- Opening Delimiter -

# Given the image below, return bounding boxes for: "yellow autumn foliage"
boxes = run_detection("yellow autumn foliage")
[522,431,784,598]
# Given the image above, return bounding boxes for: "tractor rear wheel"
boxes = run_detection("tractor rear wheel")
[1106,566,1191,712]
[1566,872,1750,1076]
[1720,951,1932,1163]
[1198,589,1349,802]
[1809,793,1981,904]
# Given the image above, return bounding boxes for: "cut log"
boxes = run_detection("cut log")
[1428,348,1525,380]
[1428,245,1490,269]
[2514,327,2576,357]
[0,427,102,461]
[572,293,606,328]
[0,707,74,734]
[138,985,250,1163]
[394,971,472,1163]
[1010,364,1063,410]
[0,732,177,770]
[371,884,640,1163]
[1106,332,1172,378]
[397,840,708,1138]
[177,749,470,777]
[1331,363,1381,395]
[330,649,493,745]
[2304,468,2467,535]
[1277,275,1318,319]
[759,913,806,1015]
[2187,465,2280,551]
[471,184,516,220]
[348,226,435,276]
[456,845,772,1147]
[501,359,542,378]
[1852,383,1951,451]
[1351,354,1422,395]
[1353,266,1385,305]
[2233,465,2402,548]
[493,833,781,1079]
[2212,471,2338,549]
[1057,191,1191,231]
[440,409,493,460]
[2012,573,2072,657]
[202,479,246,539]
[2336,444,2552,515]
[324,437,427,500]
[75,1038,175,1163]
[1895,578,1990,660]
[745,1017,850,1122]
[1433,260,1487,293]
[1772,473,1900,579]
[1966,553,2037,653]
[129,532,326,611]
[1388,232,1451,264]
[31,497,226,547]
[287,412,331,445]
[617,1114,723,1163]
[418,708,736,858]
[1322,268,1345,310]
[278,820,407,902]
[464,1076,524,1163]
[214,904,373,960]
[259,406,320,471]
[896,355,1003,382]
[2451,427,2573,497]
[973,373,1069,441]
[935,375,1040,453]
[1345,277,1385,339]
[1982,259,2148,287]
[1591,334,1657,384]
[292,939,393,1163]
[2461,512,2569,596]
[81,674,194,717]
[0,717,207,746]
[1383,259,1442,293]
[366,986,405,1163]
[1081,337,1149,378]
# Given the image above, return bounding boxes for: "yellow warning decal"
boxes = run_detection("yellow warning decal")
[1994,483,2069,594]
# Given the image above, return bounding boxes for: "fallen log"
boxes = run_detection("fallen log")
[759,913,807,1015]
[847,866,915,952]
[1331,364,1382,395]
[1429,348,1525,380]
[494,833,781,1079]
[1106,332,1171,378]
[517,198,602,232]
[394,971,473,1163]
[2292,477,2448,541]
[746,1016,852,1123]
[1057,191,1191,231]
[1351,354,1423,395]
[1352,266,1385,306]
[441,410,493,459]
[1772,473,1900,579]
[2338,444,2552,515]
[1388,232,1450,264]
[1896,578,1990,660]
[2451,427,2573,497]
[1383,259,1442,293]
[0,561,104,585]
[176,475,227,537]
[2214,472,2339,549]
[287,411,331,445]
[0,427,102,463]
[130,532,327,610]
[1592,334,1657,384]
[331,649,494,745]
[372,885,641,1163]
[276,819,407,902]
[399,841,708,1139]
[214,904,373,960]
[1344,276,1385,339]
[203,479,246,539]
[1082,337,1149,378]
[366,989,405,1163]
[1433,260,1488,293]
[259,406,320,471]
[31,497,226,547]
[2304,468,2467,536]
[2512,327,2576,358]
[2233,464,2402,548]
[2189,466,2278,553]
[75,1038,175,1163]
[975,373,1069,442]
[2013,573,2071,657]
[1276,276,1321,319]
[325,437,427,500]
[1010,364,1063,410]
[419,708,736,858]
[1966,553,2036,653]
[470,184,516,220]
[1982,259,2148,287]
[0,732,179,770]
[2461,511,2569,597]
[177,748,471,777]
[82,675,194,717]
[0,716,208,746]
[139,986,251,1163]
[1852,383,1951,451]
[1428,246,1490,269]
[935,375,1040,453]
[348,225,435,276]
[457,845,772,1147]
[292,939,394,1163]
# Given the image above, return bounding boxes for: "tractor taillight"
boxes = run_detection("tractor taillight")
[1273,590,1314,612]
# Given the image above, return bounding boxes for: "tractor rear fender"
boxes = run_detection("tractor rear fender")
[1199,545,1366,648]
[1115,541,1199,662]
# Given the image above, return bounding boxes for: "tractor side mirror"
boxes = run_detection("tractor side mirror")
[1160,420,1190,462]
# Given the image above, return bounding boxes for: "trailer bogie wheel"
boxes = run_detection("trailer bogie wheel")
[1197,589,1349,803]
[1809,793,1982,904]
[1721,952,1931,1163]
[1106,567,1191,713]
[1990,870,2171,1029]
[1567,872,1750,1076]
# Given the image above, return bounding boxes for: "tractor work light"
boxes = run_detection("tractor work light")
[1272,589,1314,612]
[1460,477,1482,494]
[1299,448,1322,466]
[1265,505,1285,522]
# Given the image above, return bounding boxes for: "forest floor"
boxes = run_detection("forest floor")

- Closing Delimiter -

=== EXERCISE OBJECTIVE ===
What you need to do is repeat every record above exactly.

=== RESPONSE TO THE EXERCISE ===
# Given the image below, return bounding boxes for: "yellow autumn foliage"
boxes = run_detection("yellow autumn foliage")
[522,431,784,598]
# Given the image above, return bounding boxes for: "tractor rear wheel"
boxes = run_detection("tractor rear wheel")
[1106,566,1191,712]
[1566,872,1750,1076]
[1720,951,1932,1163]
[1198,589,1349,802]
[1809,793,1981,904]
# Given the image above, return bounding boxes for: "cut log"
boxes = run_detection("cut log")
[1428,348,1525,380]
[1428,245,1490,269]
[2514,327,2576,357]
[0,427,102,461]
[572,293,606,328]
[0,707,74,734]
[138,985,250,1163]
[394,971,472,1163]
[1010,364,1063,410]
[0,732,177,770]
[371,884,640,1163]
[1106,332,1172,378]
[397,840,708,1138]
[177,749,470,777]
[1331,363,1381,395]
[330,649,493,745]
[2304,468,2467,535]
[1277,275,1318,319]
[759,913,806,1015]
[2187,465,2280,551]
[471,184,516,220]
[348,226,435,276]
[456,845,772,1147]
[501,359,542,378]
[1852,383,1951,451]
[1351,354,1422,395]
[1353,266,1385,305]
[2233,465,2402,548]
[493,833,781,1079]
[2212,471,2338,549]
[1057,191,1191,231]
[440,409,493,460]
[2012,573,2072,657]
[202,479,246,539]
[2336,444,2552,515]
[324,437,427,500]
[75,1038,175,1163]
[1895,578,1990,660]
[745,1017,850,1122]
[1433,260,1487,293]
[1772,473,1900,579]
[1966,553,2037,653]
[129,532,326,611]
[1388,232,1451,264]
[31,497,226,547]
[287,412,331,445]
[617,1114,723,1163]
[418,708,736,858]
[1322,268,1345,310]
[278,820,407,902]
[464,1076,524,1163]
[214,904,373,960]
[259,406,320,471]
[896,355,1003,382]
[2451,427,2573,497]
[973,373,1069,441]
[935,375,1040,453]
[1345,277,1385,339]
[1982,259,2148,287]
[1591,334,1657,384]
[292,939,393,1163]
[2461,512,2569,596]
[81,674,194,717]
[0,717,207,746]
[1383,259,1442,293]
[366,986,405,1163]
[1081,337,1149,378]
# Given the image above, return bounding boxes for: "yellow warning decal"
boxes = run_detection("yellow warning decal")
[1994,483,2069,594]
# Given the image above, return bounding boxes for: "fallen log"
boxes = run_detection("fallen log")
[759,913,807,1015]
[847,866,915,952]
[1331,364,1382,395]
[1429,348,1525,380]
[494,833,781,1079]
[1106,332,1171,378]
[517,198,602,232]
[394,971,473,1163]
[2292,477,2448,541]
[746,1016,852,1123]
[1057,191,1191,231]
[1351,354,1423,395]
[1352,266,1385,306]
[441,410,493,459]
[1772,473,1900,579]
[2338,444,2552,515]
[1388,232,1450,264]
[1896,578,1990,660]
[2451,427,2573,497]
[1383,259,1442,293]
[0,561,104,585]
[176,475,227,537]
[2214,472,2339,549]
[287,411,331,445]
[0,427,102,463]
[130,532,327,610]
[1592,334,1657,384]
[331,649,494,745]
[372,885,641,1163]
[276,819,407,902]
[399,841,708,1139]
[214,904,373,960]
[1344,276,1385,339]
[203,479,246,539]
[1082,337,1149,378]
[366,989,405,1163]
[1433,260,1488,293]
[259,406,320,471]
[31,497,226,547]
[2304,468,2467,536]
[2512,327,2576,358]
[2233,464,2402,548]
[2189,466,2278,553]
[75,1038,175,1163]
[975,373,1069,442]
[2013,573,2071,657]
[1276,276,1321,319]
[325,437,427,500]
[1010,364,1063,410]
[419,708,736,858]
[1966,553,2036,653]
[470,184,516,220]
[1982,259,2148,287]
[0,732,179,770]
[2461,511,2569,597]
[177,748,471,777]
[82,675,194,717]
[0,716,208,746]
[139,986,251,1163]
[1852,383,1951,451]
[1428,246,1490,269]
[935,375,1040,453]
[348,225,435,276]
[457,845,772,1147]
[292,939,394,1163]
# Given the image above, return bounding boxes for: "tractor taillight"
boxes = run_detection("tractor taillight")
[1273,590,1314,612]
# Given the image above, return bounding boxes for: "tractor rear fender"
boxes = run_detection("tractor rear fender")
[1199,545,1366,648]
[1115,541,1199,662]
# Given the image above, return bounding boxes for: "tractor side mirror"
boxes = run_detection("tractor side mirror")
[1160,420,1190,462]
# Given the image above, return bounding boxes for: "trailer bogie wheel"
boxes = run_detection("trailer bogie wheel")
[1197,589,1349,803]
[1809,793,1982,904]
[1721,952,1931,1163]
[1106,567,1191,713]
[1990,870,2171,1029]
[1567,872,1750,1076]
# Given the image above, return bounding boxes for: "tractor work light"
boxes = run_detection("tractor work light")
[1272,589,1314,612]
[1460,477,1482,494]
[1299,448,1322,466]
[1265,505,1285,522]
# Given the image above, return bounding boxes for: "forest floor"
boxes = run_detection("forest floor")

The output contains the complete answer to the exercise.